ABOUT THIS EXERCISE: With pictures left out, set down every record word for word.

SUPPLIED INFORMATION:
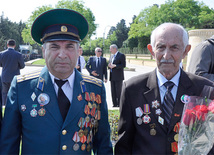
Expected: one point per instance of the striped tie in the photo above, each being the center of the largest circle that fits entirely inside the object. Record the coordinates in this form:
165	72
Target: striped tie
168	101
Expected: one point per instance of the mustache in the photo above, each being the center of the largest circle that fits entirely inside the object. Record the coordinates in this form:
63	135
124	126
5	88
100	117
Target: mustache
167	61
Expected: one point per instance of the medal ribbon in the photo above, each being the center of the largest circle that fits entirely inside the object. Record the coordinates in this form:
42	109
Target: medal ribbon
83	139
76	137
81	123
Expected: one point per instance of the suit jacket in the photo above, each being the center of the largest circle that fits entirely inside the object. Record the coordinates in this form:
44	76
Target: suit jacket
11	61
48	134
202	59
92	66
117	73
142	90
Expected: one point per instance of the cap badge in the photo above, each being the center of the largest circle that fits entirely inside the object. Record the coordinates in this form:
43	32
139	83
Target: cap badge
64	29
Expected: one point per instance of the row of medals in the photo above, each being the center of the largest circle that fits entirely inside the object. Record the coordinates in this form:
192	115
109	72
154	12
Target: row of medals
92	111
146	119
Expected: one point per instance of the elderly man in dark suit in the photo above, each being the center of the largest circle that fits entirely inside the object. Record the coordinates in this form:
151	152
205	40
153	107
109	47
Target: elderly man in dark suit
148	120
97	65
117	63
11	62
57	110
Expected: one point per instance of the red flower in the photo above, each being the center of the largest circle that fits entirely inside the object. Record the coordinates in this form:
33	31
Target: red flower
211	107
201	111
189	117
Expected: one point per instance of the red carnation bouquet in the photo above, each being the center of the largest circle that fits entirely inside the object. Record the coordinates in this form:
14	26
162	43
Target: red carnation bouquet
196	135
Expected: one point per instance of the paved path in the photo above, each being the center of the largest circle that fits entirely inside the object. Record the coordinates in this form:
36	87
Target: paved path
128	74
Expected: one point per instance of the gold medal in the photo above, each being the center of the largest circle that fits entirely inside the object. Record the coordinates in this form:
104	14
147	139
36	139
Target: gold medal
139	121
83	147
80	133
152	132
76	147
176	137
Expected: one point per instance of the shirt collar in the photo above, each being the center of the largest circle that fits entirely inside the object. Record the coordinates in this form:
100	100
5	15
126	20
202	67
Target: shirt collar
162	79
70	78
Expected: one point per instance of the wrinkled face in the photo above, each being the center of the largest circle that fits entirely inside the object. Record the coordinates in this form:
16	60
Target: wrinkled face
98	53
169	51
61	57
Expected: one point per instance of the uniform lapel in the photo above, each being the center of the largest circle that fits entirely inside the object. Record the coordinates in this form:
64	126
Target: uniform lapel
185	87
52	107
76	105
153	95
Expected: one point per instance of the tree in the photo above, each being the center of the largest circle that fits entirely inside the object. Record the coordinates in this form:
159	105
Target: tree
67	4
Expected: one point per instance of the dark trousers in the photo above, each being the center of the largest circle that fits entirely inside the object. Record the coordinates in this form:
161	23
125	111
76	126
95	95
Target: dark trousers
116	87
5	88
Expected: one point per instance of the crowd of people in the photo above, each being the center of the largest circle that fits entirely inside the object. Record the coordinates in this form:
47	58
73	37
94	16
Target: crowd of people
59	110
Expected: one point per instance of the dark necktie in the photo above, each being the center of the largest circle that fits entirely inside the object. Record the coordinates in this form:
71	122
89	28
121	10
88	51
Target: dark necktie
168	101
79	64
63	101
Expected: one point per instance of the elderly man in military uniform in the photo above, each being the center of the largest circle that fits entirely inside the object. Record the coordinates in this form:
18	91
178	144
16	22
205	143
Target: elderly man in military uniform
57	110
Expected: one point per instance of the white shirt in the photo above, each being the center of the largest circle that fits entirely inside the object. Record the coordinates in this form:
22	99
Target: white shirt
82	62
67	87
162	88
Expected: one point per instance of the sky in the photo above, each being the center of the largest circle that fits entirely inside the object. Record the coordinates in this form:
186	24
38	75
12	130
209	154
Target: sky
107	12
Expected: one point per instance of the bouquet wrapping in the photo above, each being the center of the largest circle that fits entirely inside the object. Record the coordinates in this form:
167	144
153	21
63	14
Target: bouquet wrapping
196	135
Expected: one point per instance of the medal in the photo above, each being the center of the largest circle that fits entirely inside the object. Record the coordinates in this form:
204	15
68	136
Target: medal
155	104
160	120
152	130
146	119
33	96
43	99
79	97
33	112
146	109
83	87
98	99
23	107
76	139
40	84
158	111
41	112
139	121
76	147
92	96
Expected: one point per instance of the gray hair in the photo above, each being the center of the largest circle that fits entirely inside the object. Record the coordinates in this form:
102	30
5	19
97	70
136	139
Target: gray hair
185	34
114	46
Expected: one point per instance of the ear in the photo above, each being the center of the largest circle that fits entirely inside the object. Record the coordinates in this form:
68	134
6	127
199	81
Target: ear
149	46
43	52
187	49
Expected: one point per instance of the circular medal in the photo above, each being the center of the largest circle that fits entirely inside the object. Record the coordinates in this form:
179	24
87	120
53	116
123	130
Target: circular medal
176	137
76	147
85	132
80	133
139	121
43	99
88	148
33	113
89	104
83	147
185	98
152	132
23	107
41	112
87	119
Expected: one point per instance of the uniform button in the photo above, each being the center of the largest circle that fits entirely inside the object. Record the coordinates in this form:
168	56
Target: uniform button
64	132
64	147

TASK RESPONSE:
Expected: one point per instance of the striped tie in the photo above, each being the center of the largest circle that fits entirely inside the object. Record the coordinates in this form:
165	72
Target: striped tie
168	101
Expected: one point per instance of the mustache in the photo above, each being the center of the largest circle that fits entirely inside the object. Record the coordinates in this form:
63	135
124	126
5	88
100	117
Target: mustache
167	61
Expected: one point per instance of the medal ribbon in the photo above, each being the center of the largest circle that fits entirely inside the object. Record the coordinates in this form:
42	109
Target: medal ribbon
83	139
76	137
81	123
Expected: one point per instance of the suit jacket in the photo above, each being the center of the largest circle that fits entirely inside the object. Record the coordinates in this form:
44	76
Target: suit jacket
11	61
48	134
202	59
92	66
117	73
142	90
Expected: one point per instance of the cap badge in the photo above, each being the center of the largest circle that fits entirely inside the object. Record the coordinates in this form:
43	32
139	83
Target: cap badge
64	29
Expected: one point per instance of the row of medals in the photo above, each being the center of the largest circle that fits entirely inside the object. Record the coordinates in this form:
192	115
109	72
154	12
Target: row of medals
92	111
146	119
Expected: one point per instance of the elderly man in dark suit in the photo above, each being the center of the largest circle that fits entirely inside the object. Record the coordinates in this form:
151	152
205	40
153	107
109	47
Target: elderly man in dark suit
148	120
97	65
117	63
11	62
57	110
Expected: one point per instance of the red flower in the photo above, each being the center of the largest circle that fits entirely inside the object. Record the coordinates in this form:
33	31
Target: red flower
211	107
201	111
189	117
Expected: one point per instance of the red carnation bouquet in the photo above, each being the center of the largest circle that fits entirely inside the object. Record the coordinates in this form:
14	26
162	43
Target: red carnation bouquet
196	135
Expected: one point per instance of the paved path in the photo above, each being the center of the largest circle that fits entirely inside the object. Record the coordinates in this form:
36	87
Target: paved path
128	74
Expected: one point per instance of the gold medal in the photo above, each being the center of the largest circle that fits entirely inside the object. Record the coordinates in this form:
104	14
147	139
36	139
Target: gold medal
139	121
83	147
80	133
152	132
76	147
176	137
Expected: one point per instance of the shirt collar in the photo above, each being the center of the largest circle that fits entirely inside the object. Record the coordinates in this form:
100	100
5	15
126	20
202	67
Target: shirt collar
162	79
70	78
Expected: one point per instance of the wrinkled face in the photo above, each being the center of the largest circle that fits entirely inside the object. Record the coordinates in this form:
16	60
Target: wrinkled face
98	53
169	51
61	57
Expected: one point per instance of the uniform lapel in the photo above, each being the center of the largest circle that fits entirely inside the object. Record the coordinates in this form:
64	126
Target: uniform lapel
185	87
52	107
76	105
153	95
Expected: one point per instance of the tree in the photo above, each being the center of the largest circle that fits entirely inside the object. Record the coordinates in this form:
159	105
Target: tree
67	4
Expected: one point per instance of the dark trousers in the photo above, each being the center of the largest circle that fits entirely inside the object. Record the coordinates in this form:
161	23
125	111
76	126
95	95
Target: dark trousers
116	87
5	88
Expected: one point per instance of the crowd of people in the photo above, each being the center of the largest circle that fits entirely inside the object. Record the coordinates in this form:
47	58
73	37
94	16
Target: crowd of people
59	110
Expected: one point per instance of the dark necktie in the photo above, each being the center of the largest circle that fits entirely inside the object. Record the coordinates in this form:
71	122
89	28
121	10
88	51
Target: dark necktie
168	101
79	64
63	101
Expected: one point per instance of the elderly man in military uniform in the photo above, each being the center of the largest circle that fits entirely inside the object. Record the coordinates in this form:
18	91
178	144
16	22
205	143
Target: elderly man in military uniform
57	110
Expected: one point per instance of the white shirt in the photo above, each being the center of the largest circle that fits entirely inside the object. Record the coordinates in this form:
22	99
Target: white shirt
82	62
67	87
162	88
Expected: one point per instance of the sky in the photo above, each being the center of the largest circle that fits entirely inside the object. Record the coordinates in this form:
186	24
38	75
12	130
209	154
Target: sky
107	12
Expected: one point per instance of the bouquet wrapping in the photo above, each being the center of the largest circle that fits entirely inside the object. Record the coordinates in this form:
167	144
153	21
63	14
Target: bouquet wrapping
196	135
Expected: one point per instance of the medal in the photo above, each being the center of the largest circle that fits entirely inside the object. Record the coordinates in this form:
204	15
68	136
Target: medal
155	104
160	120
152	130
146	119
33	96
43	99
79	97
33	112
146	109
83	87
98	99
23	107
76	139
40	84
158	111
41	112
139	121
76	147
92	96
Expected: one point per instance of the gray hair in the photo above, each being the center of the largest circle that fits entirely inside the object. Record the coordinates in this form:
102	30
5	19
97	70
136	139
Target: gray hair
185	34
114	46
Expected: one point per instance of the ear in the photo above, each being the center of the largest circle that fits entirely inside the object. Record the coordinates in this form:
68	134
6	127
199	81
Target: ear
149	46
43	52
187	49
Expected: one point per instance of the circular medal in the photo above, each being the center of the largest circle that fits entirely inside the object. Record the coordinates in this form:
179	24
87	120
53	116
123	130
Target: circular medal
176	137
76	147
85	132
80	133
139	121
43	99
88	148
33	113
89	104
83	147
185	98
152	132
23	107
41	112
87	119
Expected: one point per instance of the uniform button in the photo above, each being the center of the largest circle that fits entirely inside the object. Record the coordinates in this form:
168	56
Target: uniform button
64	132
64	147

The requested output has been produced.